*EXERCISE INSTRUCTIONS*. Check every line of the material below, and show those that contain "written".

-- Opening Marker --

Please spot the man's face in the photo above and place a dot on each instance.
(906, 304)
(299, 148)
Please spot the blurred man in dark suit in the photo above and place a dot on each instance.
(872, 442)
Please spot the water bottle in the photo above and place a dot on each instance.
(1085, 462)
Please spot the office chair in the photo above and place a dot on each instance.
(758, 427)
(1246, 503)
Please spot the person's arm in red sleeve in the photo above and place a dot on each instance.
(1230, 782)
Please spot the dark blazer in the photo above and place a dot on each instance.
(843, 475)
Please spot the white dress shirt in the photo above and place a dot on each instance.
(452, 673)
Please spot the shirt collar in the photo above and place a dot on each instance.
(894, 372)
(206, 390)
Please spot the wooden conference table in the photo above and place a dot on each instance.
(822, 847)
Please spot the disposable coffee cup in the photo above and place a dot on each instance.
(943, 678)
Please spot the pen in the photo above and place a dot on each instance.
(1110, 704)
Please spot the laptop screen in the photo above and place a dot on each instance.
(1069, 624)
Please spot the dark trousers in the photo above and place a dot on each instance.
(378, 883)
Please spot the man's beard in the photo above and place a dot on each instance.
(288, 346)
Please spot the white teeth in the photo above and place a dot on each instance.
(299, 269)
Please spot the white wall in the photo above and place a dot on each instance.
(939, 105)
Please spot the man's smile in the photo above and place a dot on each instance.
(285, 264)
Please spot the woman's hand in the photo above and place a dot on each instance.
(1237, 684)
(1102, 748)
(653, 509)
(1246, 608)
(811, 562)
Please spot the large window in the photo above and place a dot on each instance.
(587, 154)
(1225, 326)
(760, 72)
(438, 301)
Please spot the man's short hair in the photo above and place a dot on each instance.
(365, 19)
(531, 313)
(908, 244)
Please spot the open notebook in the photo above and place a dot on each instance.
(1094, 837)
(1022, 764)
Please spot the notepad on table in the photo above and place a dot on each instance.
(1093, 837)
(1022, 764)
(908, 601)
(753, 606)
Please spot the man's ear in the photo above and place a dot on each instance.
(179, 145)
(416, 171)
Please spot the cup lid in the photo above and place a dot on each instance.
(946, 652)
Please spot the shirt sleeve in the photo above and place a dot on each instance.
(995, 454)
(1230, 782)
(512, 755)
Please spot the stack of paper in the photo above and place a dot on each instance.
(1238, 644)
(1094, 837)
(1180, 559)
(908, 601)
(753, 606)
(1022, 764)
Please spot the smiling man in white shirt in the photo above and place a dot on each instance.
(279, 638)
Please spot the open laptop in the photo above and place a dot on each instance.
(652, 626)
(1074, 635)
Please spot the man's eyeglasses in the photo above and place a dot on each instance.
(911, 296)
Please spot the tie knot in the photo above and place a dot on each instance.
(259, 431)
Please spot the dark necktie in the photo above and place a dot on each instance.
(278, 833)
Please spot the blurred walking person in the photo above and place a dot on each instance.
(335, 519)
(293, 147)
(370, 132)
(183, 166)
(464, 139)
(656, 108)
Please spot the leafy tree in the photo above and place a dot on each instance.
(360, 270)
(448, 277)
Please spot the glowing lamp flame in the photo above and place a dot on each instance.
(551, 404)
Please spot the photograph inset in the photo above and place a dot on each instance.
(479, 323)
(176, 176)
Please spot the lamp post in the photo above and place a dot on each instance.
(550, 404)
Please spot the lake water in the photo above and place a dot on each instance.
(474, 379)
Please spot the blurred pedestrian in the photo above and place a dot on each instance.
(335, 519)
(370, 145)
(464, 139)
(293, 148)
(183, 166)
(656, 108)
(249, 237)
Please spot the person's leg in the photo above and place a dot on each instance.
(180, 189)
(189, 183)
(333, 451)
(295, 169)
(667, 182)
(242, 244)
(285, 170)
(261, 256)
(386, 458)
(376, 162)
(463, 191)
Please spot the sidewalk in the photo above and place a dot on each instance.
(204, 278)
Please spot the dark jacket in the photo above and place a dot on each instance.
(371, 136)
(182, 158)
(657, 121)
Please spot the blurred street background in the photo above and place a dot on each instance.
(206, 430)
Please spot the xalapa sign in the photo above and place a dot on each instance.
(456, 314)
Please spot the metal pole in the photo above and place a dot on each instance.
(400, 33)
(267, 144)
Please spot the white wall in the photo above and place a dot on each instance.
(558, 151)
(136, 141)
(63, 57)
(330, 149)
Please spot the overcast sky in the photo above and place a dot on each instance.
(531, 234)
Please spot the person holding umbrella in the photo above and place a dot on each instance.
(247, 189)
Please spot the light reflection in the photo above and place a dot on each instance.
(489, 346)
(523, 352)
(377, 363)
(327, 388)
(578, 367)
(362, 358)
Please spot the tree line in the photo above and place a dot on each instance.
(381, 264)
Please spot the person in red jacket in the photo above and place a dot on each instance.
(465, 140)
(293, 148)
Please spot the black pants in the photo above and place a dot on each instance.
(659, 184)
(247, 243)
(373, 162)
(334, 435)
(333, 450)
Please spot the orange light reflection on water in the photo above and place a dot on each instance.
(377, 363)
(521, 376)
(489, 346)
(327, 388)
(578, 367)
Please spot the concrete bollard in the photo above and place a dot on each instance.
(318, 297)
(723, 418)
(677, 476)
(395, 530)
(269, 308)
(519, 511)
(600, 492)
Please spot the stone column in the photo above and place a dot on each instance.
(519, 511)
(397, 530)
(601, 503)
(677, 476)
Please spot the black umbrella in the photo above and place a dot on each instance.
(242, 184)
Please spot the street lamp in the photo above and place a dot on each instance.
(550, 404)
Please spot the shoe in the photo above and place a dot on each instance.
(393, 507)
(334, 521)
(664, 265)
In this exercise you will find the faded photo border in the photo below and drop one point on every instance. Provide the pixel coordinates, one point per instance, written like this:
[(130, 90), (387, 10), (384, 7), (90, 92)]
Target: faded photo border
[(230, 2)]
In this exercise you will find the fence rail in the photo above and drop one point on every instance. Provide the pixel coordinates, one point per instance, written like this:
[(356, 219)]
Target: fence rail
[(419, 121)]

-- Closing Marker --

*TASK SOLUTION*.
In this exercise you will find the faded photo border in the photo below and drop one point on every instance. Provide the pixel coordinates, one point per instance, written like this:
In this exercise you will find the fence rail in the photo above and drop one point on every instance. Provide the pixel coordinates, one point per instance, written like this:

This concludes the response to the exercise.